Brief:
Reproduce every line of the items below in full, but multiply each coordinate in the answer points by 0.85 and round to whole numbers, rounding halves up. Every other line stays as it is, and the pictures are left out of your answer.

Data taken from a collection
- - - - - - -

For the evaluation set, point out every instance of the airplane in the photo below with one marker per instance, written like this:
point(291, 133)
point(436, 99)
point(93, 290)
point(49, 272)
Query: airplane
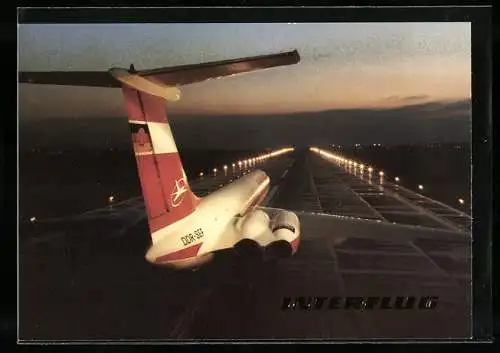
point(186, 230)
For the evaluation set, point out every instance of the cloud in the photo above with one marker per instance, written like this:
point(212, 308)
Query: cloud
point(417, 123)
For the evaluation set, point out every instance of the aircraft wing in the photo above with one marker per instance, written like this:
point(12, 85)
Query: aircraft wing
point(173, 76)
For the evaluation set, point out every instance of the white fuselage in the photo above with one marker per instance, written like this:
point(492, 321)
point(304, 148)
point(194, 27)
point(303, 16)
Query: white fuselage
point(211, 227)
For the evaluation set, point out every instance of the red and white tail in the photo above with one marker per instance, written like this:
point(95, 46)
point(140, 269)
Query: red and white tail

- - - - - - -

The answer:
For the evaluation set, point out every instance of the airplane in the photo below with one marker per instance, written like this:
point(291, 133)
point(436, 99)
point(93, 290)
point(49, 272)
Query: airplane
point(158, 196)
For the evaluation set, point out every instance of the cloud in the photo above with one marker per instance, written like this:
point(212, 308)
Query: cloud
point(354, 105)
For the evaluation set, point out every instance of the aircraft wing in the photo above with one marker per instance, written like this:
point(12, 85)
Query: aircraft wing
point(147, 65)
For the evaluation set, point out every instance of the white fuselage in the photo above with one marker per instance, written like this:
point(492, 321)
point(304, 148)
point(194, 27)
point(303, 16)
Query: white fuselage
point(179, 193)
For the evaluation set, point out every instance of the red and white tail in the photo above with one marker per instance, written like this:
point(95, 46)
point(140, 269)
Query: red and white tail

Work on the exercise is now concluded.